Set problem: Return verbatim the lines of the material from the line containing "of the treeline." through the end of the material, including both.

Available records:
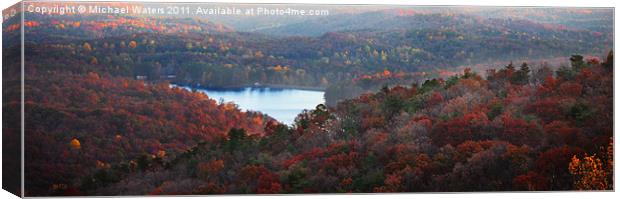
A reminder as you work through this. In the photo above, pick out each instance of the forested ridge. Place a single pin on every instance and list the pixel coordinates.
(502, 132)
(103, 119)
(202, 53)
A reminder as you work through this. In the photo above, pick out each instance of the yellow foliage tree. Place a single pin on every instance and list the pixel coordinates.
(589, 173)
(133, 44)
(75, 143)
(87, 47)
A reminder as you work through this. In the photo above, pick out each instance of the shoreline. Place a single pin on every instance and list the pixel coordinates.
(262, 86)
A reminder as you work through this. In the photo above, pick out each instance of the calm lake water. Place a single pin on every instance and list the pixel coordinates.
(283, 104)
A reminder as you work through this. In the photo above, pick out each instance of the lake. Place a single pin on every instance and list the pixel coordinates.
(283, 104)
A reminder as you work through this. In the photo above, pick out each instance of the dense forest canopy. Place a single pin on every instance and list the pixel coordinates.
(406, 110)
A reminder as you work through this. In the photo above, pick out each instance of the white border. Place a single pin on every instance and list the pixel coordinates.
(485, 195)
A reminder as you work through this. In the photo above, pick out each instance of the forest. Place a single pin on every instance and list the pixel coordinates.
(404, 112)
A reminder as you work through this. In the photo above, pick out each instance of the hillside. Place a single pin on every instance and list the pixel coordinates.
(203, 53)
(499, 133)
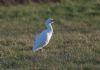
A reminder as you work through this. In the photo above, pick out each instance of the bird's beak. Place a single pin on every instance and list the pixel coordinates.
(53, 20)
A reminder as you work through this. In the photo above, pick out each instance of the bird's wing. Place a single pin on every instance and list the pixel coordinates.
(40, 40)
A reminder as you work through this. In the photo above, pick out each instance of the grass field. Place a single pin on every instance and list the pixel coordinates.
(75, 44)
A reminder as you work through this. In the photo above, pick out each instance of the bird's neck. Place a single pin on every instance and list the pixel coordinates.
(49, 28)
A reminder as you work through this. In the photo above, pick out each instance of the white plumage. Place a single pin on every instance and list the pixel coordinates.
(44, 37)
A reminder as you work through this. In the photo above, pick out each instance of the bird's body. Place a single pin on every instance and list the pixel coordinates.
(44, 37)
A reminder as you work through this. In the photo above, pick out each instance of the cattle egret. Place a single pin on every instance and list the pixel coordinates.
(44, 37)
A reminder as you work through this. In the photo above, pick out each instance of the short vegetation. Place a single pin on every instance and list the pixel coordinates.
(75, 44)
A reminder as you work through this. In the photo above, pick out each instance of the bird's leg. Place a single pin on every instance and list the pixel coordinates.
(43, 52)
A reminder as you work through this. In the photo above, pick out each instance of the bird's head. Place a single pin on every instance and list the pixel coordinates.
(49, 21)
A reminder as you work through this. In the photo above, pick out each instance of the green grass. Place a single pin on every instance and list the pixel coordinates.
(75, 44)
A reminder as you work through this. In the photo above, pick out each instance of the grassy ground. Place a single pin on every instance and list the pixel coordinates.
(75, 44)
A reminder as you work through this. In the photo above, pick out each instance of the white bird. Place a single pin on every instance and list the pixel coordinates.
(44, 37)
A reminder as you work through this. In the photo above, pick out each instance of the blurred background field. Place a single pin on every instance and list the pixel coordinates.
(75, 44)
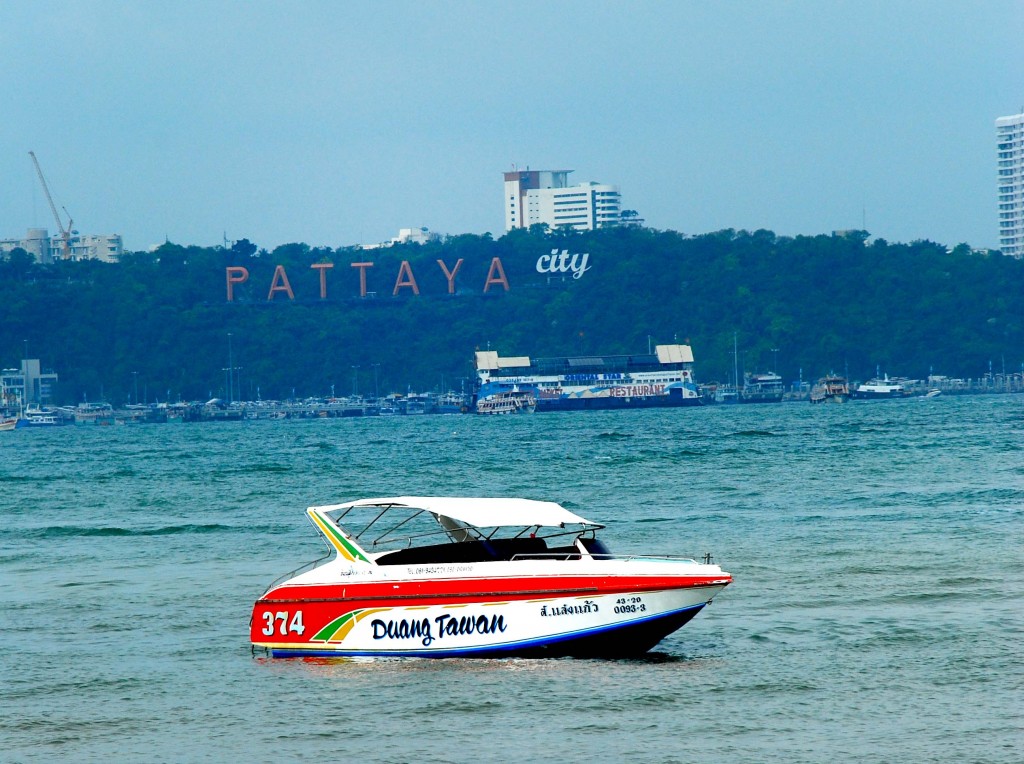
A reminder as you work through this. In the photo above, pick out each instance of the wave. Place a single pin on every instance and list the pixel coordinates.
(70, 532)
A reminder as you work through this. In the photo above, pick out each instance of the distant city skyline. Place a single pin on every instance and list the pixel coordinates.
(339, 124)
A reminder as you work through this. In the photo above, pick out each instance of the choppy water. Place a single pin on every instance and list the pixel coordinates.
(878, 613)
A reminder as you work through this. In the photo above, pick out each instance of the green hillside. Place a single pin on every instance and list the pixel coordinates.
(825, 302)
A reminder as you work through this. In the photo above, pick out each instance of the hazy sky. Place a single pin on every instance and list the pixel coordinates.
(337, 123)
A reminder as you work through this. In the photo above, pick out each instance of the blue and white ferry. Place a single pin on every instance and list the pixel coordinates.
(663, 378)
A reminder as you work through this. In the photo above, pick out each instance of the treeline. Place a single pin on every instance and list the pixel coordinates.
(160, 322)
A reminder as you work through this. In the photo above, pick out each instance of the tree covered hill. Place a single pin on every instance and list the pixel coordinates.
(810, 304)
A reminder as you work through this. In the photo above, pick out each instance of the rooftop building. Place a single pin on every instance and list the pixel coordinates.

The answer:
A reminder as you work through this. In the photo above, pick out each instance of the treeline. Place a single pin on every instance and list the pixel coordinates.
(160, 322)
A reminder as you work through this. In the photo above, pick out each instance of the tree covered hill. Place a single pin on every instance and list the pixel coordinates.
(810, 304)
A reminder as you work through this. In the photo above, pick out each instance of the rooftop building. Place a single pin on every instance and list the pixel coordinates.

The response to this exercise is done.